• [ÉNONCÉ A] Convertissez en liste JSON de chaînes, une chaîne par ligne et sans les lignes vides, les lignes des enregistrements qui partent de celle contenant « Could you please indicate the reflection » et vont jusqu'à celle contenant « Could you please indicate the person's », ces deux lignes incluses.

• [TEXTE FOURNI]
C'est entendu, dirent les gens convaincus d'avance, nous croyons les savants, l'alcool, en lui-même, est inoffensif, le coupable doit être le dénaturant imposé par le fisc.

On juge de la valeur de cet argument quand on connaît la formule du dénaturant. La voilà :

« A cent litres d'alcool pur on ajoute : 1 litre de benzol, 0,3 de benzine « Régie », 6 grammes d'anthracène et 2 centilitres d'éther éthyle borique. »

Les dernières charges contre l'alcool moteur


Malgré les nombreuses expériences effectuées, les essais multiples exécutés sur route durant des années et contrôlés par les services de l'armée et les ingénieurs spécialisés dans la question des carburants, les ennemis de l'alcool carburant tentèrent un dernier assaut.

Comme il n'y a pas de fumée sans feu, j'ai tenu à rechercher les nouveaux prétextes invoqués contre l'essence alcoolisée.

Pour y parvenir, je me suis adressé directement aux garagistes possédant une clientèle instruite et intelligente, incapable de se plaindre la légère.

Ces garagistes m'ont signalé cinq inconvénients dignes d'être retenus :
  1. Le mélange alcool-essence pique le métal de certaines soupapes ;
  2. Le mélange abîme certains carburateurs ;
  3. L'alcool détériore les joints à base de caoutchouc ;
  4. En décapant les réservoirs, l'alcool libère des particules solides qui restent en suspension dans le carburant et sont capables de boucher les gicleurs des carburateurs ;
  5. Le mélange essence-alcool dissout le vernis des carrosseries.
Voilà ce qu'il faut en penser :

En ce qui concerne le métal des soupapes, qui travaillent à chaud, l'essence tourisme ne saurait être incriminée, puisque la majorité des soupapes neuves, de l'aveu même des garagistes, ne sont pas attaquée depuis l'emploi du nouveau dénaturant.

Le carburant alcoolisé abîme les carburateurs dont le métal est constitué par un alliage à notable proportion de zinc. Les carburateurs en bronze ne sont pas attaqués. La corrosion des alliages zingués est d'ailleurs extrêmement lente et il serait facile d'y remédier.

• [ENREGISTREMENTS DE DONNÉES]
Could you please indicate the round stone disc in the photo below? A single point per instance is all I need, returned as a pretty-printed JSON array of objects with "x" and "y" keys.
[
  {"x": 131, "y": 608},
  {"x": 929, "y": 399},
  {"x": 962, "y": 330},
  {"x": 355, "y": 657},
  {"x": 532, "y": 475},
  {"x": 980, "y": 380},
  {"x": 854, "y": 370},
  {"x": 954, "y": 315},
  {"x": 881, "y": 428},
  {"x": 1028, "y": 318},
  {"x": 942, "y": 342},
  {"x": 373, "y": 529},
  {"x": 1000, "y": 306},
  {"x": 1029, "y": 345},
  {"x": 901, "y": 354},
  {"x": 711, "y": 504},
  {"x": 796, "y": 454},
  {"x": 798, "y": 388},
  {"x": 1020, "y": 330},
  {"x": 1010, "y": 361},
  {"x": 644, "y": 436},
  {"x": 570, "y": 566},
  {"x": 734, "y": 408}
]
---
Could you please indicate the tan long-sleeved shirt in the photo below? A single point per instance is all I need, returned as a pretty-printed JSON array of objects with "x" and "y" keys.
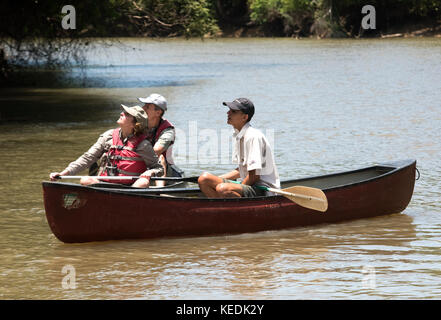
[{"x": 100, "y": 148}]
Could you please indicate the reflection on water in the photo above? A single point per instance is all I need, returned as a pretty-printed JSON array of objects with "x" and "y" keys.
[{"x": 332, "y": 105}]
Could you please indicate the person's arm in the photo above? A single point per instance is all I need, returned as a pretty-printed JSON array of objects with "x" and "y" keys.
==
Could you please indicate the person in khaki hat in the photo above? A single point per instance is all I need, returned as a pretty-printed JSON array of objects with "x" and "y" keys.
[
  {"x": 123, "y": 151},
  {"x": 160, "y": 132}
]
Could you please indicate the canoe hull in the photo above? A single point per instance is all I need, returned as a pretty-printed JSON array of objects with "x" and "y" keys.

• [ÉNONCÉ B] D'après le texte sur l'alcool carburant, quels carburateurs ne sont pas attaqués par le carburant alcoolisé ?

• [RÉPONSE COMPLÈTE A]
[
  "Could you please indicate the reflection on water in the photo above? A single point per instance is all I need, returned as a pretty-printed JSON array of objects with \"x\" and \"y\" keys.",
  "[{\"x\": 332, \"y\": 105}]",
  "Could you please indicate the person's arm in the photo above? A single point per instance is all I need, returned as a pretty-printed JSON array of objects with \"x\" and \"y\" keys."
]

• [RÉPONSE COMPLÈTE B] Les carburateurs en bronze.